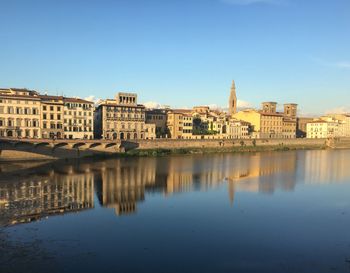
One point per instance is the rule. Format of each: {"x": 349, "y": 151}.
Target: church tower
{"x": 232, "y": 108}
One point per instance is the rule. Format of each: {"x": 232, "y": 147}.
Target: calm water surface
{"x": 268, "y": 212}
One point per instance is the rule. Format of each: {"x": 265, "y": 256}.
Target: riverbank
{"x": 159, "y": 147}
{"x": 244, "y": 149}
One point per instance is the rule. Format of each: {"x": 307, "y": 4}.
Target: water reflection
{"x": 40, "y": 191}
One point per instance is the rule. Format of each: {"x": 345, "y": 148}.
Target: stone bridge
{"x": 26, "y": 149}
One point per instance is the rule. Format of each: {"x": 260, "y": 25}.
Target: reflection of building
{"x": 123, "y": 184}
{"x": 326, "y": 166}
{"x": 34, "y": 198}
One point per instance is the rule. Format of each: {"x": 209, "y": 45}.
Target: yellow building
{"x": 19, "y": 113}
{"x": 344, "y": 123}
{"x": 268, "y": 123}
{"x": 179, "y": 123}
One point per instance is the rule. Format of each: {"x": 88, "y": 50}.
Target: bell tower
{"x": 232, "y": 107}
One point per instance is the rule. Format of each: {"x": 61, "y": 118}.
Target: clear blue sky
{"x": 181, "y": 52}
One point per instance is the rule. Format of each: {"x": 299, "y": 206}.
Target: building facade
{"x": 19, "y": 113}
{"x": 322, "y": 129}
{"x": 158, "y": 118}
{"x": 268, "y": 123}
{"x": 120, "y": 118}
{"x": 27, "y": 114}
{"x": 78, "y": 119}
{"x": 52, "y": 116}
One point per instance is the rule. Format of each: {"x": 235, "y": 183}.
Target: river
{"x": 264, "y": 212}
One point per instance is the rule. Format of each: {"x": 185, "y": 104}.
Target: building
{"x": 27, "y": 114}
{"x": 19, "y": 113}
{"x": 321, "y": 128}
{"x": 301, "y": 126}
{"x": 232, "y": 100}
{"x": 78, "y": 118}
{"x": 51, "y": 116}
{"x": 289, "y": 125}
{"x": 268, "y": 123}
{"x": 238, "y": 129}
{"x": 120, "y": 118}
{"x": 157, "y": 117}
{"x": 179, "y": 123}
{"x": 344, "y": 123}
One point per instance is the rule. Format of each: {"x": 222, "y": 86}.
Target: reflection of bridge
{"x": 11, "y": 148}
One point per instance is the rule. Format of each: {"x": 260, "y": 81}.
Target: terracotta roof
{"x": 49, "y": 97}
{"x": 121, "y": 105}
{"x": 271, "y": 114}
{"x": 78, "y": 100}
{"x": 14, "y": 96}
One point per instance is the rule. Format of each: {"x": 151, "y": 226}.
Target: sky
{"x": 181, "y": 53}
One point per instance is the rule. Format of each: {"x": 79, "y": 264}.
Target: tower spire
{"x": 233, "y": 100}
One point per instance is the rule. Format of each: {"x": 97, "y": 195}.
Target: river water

☆ ☆ ☆ ☆ ☆ ☆ ☆

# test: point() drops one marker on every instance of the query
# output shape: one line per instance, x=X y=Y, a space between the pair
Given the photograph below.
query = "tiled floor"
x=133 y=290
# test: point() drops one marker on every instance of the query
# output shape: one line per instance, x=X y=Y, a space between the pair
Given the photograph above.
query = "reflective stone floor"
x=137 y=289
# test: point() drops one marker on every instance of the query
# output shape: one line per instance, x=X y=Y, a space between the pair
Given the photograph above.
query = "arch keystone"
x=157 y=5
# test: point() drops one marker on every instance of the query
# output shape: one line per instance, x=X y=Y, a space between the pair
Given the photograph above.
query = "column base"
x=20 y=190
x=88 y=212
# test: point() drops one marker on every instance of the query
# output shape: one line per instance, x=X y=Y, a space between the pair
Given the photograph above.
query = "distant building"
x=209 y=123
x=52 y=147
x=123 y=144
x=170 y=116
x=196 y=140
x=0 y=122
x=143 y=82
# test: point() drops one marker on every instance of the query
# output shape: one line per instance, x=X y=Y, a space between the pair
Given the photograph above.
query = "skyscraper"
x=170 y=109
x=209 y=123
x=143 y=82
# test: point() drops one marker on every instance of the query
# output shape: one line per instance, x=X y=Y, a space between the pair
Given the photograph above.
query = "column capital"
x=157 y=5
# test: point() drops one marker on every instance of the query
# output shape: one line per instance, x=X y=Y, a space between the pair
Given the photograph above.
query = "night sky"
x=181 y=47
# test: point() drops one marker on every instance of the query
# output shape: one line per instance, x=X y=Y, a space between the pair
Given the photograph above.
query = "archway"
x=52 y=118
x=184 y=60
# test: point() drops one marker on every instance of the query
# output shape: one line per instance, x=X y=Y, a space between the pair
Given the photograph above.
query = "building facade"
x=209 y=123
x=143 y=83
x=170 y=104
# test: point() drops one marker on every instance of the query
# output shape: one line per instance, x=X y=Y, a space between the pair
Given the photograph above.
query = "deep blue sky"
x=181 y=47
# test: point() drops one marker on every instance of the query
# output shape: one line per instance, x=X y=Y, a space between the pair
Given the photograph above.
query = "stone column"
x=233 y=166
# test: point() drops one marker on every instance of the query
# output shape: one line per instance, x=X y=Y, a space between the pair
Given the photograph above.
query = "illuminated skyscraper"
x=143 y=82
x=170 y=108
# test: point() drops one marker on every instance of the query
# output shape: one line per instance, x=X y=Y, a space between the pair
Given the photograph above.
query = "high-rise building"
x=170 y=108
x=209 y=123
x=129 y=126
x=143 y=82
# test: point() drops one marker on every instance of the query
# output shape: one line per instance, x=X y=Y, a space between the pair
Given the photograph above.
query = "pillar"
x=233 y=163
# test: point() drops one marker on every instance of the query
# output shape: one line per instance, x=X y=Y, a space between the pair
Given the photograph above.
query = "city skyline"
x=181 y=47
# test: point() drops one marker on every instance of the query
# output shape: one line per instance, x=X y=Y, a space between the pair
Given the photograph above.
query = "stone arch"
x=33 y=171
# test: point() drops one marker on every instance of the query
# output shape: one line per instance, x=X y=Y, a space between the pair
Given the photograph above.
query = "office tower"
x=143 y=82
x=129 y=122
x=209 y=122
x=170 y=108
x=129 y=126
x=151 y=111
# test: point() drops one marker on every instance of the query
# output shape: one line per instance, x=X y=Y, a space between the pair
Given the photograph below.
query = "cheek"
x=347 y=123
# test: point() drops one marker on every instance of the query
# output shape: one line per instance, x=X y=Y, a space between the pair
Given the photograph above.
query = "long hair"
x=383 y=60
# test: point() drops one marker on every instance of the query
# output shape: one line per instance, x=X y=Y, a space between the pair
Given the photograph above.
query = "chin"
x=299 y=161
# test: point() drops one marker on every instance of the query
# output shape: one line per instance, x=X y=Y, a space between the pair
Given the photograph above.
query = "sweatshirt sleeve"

☆ ☆ ☆ ☆ ☆ ☆ ☆

AIM OF THE TASK:
Set down again, word for word, the stretch of records from the line with "Target: tower spire" to the line with "Target: river water", both of those lines included.

YOUR SOLUTION:
Target: tower spire
{"x": 233, "y": 100}
One point per instance is the rule. Format of each: {"x": 97, "y": 195}.
Target: river water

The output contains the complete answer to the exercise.